(THE INPUT begins)

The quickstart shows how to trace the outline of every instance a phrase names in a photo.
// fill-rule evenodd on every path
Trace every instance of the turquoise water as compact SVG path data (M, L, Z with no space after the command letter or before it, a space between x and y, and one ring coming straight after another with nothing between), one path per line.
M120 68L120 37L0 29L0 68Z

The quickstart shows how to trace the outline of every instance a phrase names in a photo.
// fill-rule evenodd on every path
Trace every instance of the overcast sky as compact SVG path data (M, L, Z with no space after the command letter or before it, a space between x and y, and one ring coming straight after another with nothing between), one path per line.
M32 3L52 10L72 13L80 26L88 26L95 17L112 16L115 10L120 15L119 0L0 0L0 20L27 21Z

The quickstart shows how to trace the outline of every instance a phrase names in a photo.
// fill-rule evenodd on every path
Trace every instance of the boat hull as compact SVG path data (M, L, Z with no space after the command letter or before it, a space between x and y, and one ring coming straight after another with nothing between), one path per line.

(THE INPUT ends)

* _ASSIGNMENT_
Output each record precisely as given.

* _RESULT FOR THIS TASK_
The quickstart shows how to trace the outline of every instance a phrase names in a photo.
// fill-rule evenodd on every path
Trace every instance of the turquoise water as compact SVG path data (M, L, Z with no space after the command letter or before it, a space between x and y, and one ring coming straight after another with nothing between), one path per line.
M120 68L120 37L0 29L0 68Z

The quickstart shows how to trace the outline of every instance a phrase names in a photo.
// fill-rule evenodd on every path
Trace every instance of the overcast sky as compact SVG path data (M, L, Z with no space after the command letter or before it, a space between x and y, and one ring coming straight after another with nothing between), one path per line.
M32 3L52 10L72 13L80 26L88 26L95 17L112 16L115 10L120 15L119 0L0 0L0 20L27 21Z

The quickstart shows how to trace the outline of every instance a phrase names in a photo.
// fill-rule evenodd on every path
Trace every instance of the boat hull as compact SVG path data (M, L, Z with no space after the command letter or before it, a space between x and y, and one ring coming straight after another with nothing between), one path per line.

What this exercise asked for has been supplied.